=== READING PASSAGE ===
§

Now let’s analyze how well each sensor performs compared to NOAA data.
#Option to Load in comparison data instead of making API call if you have the csv file saved to your working directory
# library(readr)
# comparison_data <- read_csv("CDT_Weather_Comparison.csv")
accuracy_summary <- comparison_data %>%
group_by(Device) %>%
summarise(
n = n(),
# Temperature accuracy
Mean_Temp_Error = mean(Temp_Diff, na.rm = TRUE),
MAE_Temp = mean(Temp_Abs_Diff, na.rm = TRUE),
RMSE_Temp = sqrt(mean(Temp_Diff^2, na.rm = TRUE)),
# Humidity accuracy
Mean_Hum_Error = mean(Hum_Diff, na.rm = TRUE),
MAE_Hum = mean(Hum_Abs_Diff, na.rm = TRUE),
# Pressure accuracy
Mean_Press_Error = mean(Press_Diff, na.rm = TRUE),
MAE_Press = mean(Press_Abs_Diff, na.rm = TRUE)

§

=== LISTED RECORDS ===
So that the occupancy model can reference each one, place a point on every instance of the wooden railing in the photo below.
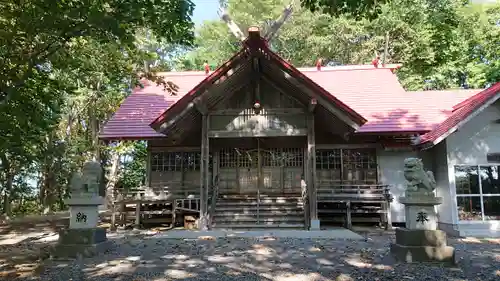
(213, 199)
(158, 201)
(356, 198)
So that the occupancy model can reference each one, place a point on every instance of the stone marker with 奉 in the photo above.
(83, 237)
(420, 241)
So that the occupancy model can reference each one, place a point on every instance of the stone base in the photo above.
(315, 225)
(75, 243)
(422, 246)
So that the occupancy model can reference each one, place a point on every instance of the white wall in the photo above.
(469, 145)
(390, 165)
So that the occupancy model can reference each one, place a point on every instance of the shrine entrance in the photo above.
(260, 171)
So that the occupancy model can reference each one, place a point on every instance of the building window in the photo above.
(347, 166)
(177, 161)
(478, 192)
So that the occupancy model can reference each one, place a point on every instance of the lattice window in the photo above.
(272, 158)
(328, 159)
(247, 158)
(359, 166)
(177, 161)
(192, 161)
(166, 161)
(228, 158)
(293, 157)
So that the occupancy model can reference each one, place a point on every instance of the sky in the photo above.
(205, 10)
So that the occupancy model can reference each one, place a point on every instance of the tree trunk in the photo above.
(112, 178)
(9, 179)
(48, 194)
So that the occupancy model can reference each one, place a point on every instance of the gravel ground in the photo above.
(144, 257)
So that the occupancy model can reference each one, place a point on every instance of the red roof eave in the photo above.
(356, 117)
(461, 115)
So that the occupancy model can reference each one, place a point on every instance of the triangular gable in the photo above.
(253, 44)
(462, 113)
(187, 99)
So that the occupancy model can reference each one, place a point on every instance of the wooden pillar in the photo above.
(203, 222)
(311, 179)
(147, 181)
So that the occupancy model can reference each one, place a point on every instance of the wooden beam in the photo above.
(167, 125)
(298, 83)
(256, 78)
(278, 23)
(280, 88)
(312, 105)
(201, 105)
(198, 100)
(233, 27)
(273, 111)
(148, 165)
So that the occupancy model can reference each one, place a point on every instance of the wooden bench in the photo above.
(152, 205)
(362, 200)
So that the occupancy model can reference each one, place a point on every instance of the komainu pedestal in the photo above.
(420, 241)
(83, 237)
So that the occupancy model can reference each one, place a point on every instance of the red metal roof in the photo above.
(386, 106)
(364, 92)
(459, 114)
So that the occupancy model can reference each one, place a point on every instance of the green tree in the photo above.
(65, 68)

§

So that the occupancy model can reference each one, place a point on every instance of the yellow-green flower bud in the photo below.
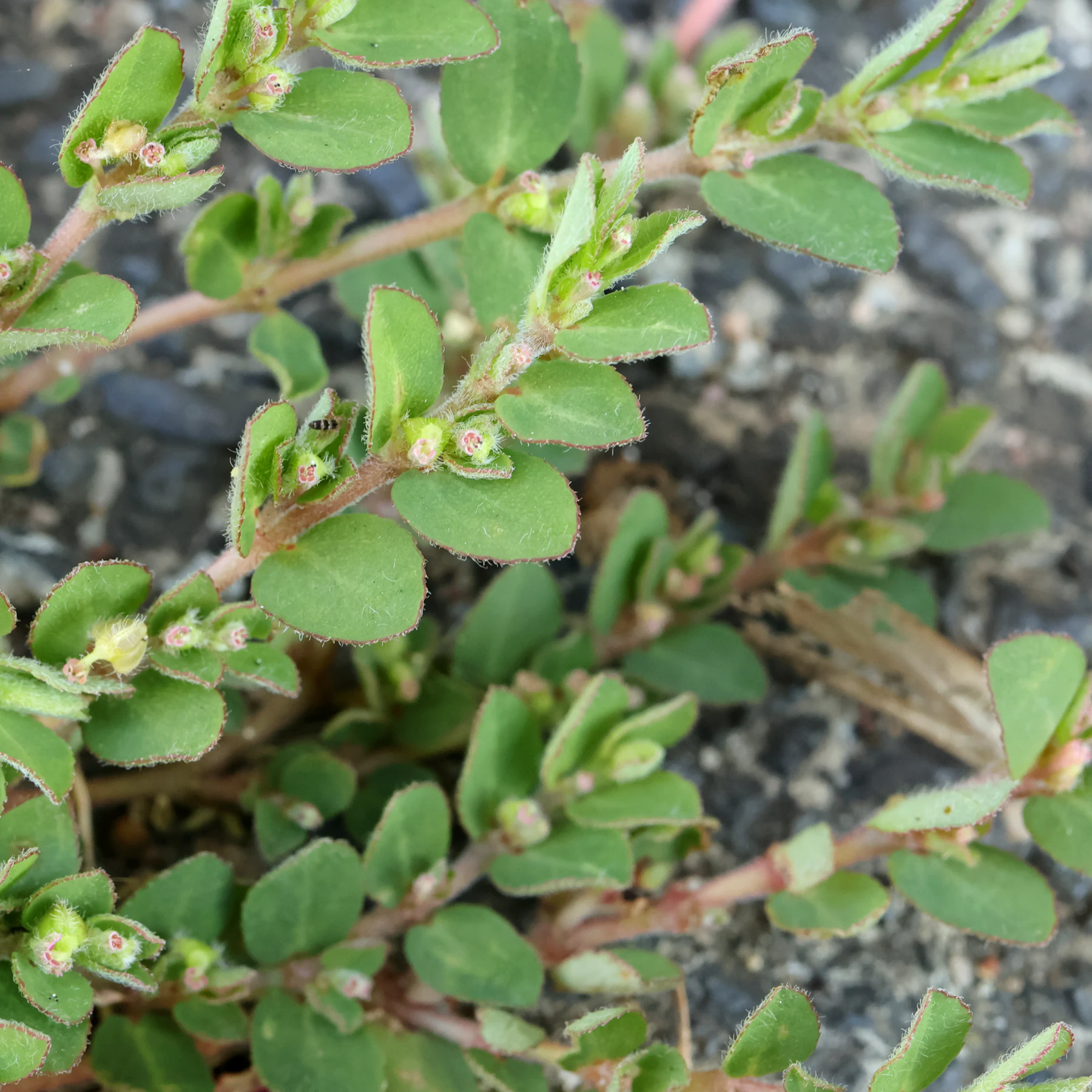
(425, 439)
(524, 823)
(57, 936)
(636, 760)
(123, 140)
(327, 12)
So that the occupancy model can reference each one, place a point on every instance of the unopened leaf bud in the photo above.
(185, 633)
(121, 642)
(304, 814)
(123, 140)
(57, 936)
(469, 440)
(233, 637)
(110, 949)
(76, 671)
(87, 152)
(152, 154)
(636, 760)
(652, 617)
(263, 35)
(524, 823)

§

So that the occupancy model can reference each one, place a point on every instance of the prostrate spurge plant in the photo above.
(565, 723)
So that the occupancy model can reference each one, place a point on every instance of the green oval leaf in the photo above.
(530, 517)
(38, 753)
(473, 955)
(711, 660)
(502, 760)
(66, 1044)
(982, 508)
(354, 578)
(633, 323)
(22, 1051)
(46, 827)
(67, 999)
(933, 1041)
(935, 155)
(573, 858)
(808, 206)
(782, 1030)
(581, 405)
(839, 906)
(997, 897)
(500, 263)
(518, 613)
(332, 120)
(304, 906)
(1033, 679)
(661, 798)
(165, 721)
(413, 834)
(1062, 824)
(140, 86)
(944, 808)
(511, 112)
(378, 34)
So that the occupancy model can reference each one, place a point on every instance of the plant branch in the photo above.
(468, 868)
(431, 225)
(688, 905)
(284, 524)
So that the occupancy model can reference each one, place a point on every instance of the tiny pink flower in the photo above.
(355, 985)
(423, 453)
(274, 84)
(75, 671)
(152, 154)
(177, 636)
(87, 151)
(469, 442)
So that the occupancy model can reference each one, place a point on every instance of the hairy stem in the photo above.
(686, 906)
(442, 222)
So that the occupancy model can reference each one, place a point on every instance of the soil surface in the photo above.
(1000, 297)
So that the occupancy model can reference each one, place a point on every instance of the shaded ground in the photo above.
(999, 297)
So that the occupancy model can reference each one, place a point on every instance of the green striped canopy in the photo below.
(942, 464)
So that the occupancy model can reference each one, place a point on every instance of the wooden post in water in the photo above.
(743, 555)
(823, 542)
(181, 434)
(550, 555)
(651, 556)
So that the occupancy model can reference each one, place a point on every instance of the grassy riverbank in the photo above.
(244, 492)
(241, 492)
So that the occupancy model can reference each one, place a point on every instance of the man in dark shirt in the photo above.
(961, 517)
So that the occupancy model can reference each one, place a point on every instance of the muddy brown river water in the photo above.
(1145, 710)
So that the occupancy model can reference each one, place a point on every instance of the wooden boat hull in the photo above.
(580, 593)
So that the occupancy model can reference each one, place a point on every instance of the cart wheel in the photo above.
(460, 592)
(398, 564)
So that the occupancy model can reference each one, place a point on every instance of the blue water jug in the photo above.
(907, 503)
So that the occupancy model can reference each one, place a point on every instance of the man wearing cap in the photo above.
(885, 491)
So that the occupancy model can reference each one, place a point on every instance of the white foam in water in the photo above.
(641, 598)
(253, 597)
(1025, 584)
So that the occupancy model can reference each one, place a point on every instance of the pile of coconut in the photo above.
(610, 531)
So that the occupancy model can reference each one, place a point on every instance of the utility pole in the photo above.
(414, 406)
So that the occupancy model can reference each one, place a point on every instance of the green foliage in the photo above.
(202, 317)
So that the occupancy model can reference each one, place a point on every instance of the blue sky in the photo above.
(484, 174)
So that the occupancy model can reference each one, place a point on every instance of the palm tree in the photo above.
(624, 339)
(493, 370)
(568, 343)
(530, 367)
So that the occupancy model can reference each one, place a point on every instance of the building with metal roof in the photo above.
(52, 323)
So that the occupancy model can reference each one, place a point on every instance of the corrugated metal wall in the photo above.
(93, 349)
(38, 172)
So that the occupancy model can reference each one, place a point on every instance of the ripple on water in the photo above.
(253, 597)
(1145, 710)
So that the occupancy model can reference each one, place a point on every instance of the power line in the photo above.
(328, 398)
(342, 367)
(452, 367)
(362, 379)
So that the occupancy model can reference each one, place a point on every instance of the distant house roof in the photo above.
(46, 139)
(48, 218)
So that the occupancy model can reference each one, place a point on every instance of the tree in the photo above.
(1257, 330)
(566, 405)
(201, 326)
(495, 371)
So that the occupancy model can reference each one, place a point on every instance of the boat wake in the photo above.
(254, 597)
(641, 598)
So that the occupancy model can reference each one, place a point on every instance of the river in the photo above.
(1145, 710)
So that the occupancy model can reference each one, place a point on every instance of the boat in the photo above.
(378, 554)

§

=== INSTRUCTIONS ===
[A] For each statement, say whether it agrees with the sensor accuracy code. Answer yes or no and quote the exact words from the code that decide it: (i) The summary statistics are calculated separately for each device. (ii) Each sensor's performance is measured against NOAA data. (iii) Missing values are kept in when the means are computed.
[B] Write the next part of the sensor accuracy code, picking up from the point where it stops.
Nothing you are asked to do here depends on the items.

=== ANSWERS PROVIDED ===
[A]
(i) Yes: "group_by(Device)"
(ii) Yes: "compared to NOAA data"
(iii) No: "na.rm = TRUE"

[B]
)
knitr::kable(accuracy_summary, digits = 2,
caption = "Sensor Accuracy Comparison (Lower values = better accuracy)")
| Device | n | Mean_Temp_Error | MAE_Temp | RMSE_Temp | Mean_Hum_Error | MAE_Hum | Mean_Press_Error | MAE_Press |
|---|---|---|---|---|---|---|---|---|
| Red | 62 | 0.10 | 6.76 | 10.10 | 4.37 | 12.11 | -4.75 | 4.93 |
| Purple | 38 | -0.48 | 5.54 | 6.66 | 11.97 | 14.82 | -4.17 | 4.28 |
Interpretation: - Mean Error: Average difference (positive = sensor reads higher than NOAA) - MAE (Mean Absolute Error): Average magnitude of errors (ignoring direction) - RMSE (Root Mean Square Error): Emphasizes larger errors
ggplot(comparison_data, aes(x = Hum_Diff, color = Device, fill = Device)) +
geom_density(alpha = 0.3, linewidth = 1.2) +
geom_vline(xintercept = 0, linetype = "dashed", color = "black", linewidth = 1) +
labs(title = "Humidity Error Distribution (Sensor - NOAA)",
subtitle = "Curves centered near 0 indicate accurate measurements",
x = "Humidity Error (%)",
y = "Density") +
theme_minimal() +
scale_fill_manual(values = c("Red" = "red", "Purple" = "purple")) +
scale_color_manual(values = c("Red" = "darkred", "Purple" = "darkviolet"))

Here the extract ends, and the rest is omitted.